*** Begin section ***
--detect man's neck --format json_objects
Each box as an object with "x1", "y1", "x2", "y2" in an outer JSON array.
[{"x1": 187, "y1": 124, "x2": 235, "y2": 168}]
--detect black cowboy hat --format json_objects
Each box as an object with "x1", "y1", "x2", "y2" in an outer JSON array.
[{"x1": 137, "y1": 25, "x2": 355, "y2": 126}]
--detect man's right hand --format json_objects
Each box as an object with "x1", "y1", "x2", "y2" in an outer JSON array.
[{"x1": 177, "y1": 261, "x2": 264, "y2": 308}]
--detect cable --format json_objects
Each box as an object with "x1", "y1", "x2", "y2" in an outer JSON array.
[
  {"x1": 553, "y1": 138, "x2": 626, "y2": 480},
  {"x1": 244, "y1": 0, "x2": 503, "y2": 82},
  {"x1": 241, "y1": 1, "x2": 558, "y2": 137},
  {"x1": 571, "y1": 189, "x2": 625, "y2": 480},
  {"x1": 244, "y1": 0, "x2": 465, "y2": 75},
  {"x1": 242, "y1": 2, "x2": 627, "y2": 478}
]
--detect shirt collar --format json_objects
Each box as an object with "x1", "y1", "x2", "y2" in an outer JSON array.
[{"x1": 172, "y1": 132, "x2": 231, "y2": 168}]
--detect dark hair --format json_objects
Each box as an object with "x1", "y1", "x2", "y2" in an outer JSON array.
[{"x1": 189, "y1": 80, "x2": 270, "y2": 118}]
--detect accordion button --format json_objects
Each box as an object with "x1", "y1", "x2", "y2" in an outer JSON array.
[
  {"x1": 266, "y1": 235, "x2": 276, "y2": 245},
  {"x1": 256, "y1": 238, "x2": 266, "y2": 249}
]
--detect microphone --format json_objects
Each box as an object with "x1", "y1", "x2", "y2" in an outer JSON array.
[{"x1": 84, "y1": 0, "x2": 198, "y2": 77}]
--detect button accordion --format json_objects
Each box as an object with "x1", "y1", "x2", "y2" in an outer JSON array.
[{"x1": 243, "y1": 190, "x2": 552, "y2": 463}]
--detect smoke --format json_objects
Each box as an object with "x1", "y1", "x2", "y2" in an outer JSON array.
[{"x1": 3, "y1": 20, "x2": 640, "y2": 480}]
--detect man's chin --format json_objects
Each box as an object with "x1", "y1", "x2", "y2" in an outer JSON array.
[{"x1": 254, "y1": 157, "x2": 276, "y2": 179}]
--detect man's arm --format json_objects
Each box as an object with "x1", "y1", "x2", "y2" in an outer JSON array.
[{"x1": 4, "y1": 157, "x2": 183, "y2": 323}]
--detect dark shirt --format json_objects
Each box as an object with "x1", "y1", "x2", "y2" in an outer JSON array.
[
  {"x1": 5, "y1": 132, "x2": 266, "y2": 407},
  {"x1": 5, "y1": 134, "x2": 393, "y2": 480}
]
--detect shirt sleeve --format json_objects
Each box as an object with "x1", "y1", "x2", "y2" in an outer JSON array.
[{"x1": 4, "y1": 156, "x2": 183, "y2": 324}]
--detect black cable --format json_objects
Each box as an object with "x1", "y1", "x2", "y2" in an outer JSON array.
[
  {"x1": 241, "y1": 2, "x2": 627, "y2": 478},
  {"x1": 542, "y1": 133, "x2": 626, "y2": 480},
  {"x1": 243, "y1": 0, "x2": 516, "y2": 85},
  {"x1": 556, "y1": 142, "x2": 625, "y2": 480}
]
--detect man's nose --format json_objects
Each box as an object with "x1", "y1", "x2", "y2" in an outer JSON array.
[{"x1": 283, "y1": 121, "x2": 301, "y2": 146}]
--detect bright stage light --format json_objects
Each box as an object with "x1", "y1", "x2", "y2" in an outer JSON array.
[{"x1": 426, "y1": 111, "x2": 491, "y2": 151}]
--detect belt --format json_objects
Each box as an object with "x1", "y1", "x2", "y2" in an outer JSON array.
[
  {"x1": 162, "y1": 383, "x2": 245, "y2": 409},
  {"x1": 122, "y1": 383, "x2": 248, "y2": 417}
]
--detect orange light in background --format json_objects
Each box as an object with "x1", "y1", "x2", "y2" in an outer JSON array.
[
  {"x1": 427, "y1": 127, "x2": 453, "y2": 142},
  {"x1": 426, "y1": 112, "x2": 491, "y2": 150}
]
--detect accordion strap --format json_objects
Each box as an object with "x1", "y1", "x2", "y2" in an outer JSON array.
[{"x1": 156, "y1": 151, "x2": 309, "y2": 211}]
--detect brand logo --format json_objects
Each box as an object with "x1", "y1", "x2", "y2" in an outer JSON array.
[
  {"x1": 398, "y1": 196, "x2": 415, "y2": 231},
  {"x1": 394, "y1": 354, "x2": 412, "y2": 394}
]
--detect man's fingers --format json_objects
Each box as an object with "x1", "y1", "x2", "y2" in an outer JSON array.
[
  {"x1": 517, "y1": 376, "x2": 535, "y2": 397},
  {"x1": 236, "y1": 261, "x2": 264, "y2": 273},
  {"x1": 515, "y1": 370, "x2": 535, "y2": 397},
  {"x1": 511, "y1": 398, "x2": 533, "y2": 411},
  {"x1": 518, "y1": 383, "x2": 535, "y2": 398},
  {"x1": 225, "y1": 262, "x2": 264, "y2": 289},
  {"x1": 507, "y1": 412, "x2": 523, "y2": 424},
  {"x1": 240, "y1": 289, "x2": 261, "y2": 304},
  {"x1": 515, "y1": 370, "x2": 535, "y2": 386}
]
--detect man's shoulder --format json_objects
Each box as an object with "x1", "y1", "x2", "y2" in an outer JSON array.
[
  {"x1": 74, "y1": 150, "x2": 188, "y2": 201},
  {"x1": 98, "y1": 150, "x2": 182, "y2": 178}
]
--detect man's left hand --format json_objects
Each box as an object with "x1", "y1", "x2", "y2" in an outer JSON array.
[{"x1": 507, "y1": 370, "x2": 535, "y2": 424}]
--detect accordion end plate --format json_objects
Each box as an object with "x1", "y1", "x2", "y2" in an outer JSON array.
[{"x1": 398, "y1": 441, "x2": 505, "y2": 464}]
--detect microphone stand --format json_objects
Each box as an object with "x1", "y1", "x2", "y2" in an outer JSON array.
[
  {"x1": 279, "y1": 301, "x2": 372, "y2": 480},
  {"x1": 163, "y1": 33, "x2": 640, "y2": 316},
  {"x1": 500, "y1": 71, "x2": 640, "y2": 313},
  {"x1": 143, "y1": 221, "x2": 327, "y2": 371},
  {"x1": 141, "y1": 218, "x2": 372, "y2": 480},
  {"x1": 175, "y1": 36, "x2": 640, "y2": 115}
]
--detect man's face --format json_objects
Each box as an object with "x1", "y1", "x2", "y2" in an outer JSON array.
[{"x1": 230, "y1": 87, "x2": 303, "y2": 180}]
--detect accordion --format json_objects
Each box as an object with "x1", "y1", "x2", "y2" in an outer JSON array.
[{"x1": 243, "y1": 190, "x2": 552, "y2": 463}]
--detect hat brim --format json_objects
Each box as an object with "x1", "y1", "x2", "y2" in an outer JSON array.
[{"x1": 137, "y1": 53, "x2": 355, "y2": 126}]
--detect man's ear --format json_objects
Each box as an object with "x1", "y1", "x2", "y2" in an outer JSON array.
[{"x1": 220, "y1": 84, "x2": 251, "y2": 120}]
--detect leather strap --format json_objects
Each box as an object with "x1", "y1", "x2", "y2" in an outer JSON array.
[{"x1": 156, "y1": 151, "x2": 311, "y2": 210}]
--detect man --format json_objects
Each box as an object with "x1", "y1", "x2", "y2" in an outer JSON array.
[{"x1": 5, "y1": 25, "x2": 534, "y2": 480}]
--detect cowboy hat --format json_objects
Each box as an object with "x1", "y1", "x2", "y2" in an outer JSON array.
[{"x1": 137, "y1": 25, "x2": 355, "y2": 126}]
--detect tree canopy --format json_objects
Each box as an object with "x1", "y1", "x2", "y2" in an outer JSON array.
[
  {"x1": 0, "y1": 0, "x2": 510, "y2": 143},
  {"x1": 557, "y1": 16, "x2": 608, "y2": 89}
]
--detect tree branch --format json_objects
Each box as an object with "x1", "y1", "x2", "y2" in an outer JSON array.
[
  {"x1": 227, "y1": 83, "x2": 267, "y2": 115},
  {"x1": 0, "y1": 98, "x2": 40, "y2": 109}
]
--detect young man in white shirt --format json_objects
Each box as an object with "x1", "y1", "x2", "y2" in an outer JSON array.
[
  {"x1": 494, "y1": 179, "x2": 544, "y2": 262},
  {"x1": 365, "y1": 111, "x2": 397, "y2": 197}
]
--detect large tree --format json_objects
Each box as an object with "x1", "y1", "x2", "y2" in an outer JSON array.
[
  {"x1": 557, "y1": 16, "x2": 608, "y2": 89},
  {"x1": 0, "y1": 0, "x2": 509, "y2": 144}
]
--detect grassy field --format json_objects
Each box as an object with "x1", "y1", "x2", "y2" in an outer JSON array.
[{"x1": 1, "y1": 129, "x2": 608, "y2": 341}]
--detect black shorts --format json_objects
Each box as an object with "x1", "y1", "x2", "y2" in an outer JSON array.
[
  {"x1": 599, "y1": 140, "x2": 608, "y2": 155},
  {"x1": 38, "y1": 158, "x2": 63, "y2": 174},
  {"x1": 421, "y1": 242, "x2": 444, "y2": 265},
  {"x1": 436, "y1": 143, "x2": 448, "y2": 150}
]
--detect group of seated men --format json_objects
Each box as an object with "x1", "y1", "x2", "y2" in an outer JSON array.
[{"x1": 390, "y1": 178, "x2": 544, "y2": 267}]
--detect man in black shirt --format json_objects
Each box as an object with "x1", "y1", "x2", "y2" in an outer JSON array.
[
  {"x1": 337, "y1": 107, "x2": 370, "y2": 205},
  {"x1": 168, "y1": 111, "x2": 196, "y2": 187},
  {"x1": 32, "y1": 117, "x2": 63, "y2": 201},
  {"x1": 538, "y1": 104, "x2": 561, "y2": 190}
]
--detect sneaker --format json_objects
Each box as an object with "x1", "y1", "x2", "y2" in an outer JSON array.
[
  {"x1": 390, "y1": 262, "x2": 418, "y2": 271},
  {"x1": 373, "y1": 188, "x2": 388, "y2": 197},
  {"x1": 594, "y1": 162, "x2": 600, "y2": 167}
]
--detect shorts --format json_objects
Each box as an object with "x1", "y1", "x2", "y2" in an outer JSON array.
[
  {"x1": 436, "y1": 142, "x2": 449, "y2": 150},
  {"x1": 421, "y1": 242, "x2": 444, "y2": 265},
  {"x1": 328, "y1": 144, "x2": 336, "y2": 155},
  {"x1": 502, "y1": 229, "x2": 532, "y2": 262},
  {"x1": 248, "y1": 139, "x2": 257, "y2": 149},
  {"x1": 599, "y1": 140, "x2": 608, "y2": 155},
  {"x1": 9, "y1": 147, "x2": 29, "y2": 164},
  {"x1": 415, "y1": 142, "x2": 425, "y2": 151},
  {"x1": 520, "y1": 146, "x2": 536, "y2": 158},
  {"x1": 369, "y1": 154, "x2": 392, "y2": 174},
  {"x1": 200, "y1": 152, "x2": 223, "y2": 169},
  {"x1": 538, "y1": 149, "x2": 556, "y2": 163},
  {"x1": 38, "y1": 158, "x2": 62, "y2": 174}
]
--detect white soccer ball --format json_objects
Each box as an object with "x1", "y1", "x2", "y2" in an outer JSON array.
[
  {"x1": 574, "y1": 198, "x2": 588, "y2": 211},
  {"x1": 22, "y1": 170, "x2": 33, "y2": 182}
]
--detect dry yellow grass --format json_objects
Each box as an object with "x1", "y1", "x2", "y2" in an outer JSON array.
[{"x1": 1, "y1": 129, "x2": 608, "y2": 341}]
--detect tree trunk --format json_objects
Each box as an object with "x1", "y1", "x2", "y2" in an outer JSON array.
*** End section ***
Each line from the start of the listing through the line with "--detect cable --format json_objects" is to be restated verbatim, both ends included.

■ Answer for this exercise
--detect man's neck --format json_objects
Each box as an object with "x1", "y1", "x2", "y2" in an outer JSON array.
[{"x1": 187, "y1": 124, "x2": 235, "y2": 168}]
--detect black cowboy hat --format json_objects
Each box as an object with "x1", "y1", "x2", "y2" in an outer JSON array.
[{"x1": 137, "y1": 25, "x2": 355, "y2": 126}]
--detect man's right hand --format json_objects
Each box as an object with "x1", "y1", "x2", "y2" in an outer JSON array.
[{"x1": 177, "y1": 261, "x2": 264, "y2": 308}]
--detect cable --format json_objects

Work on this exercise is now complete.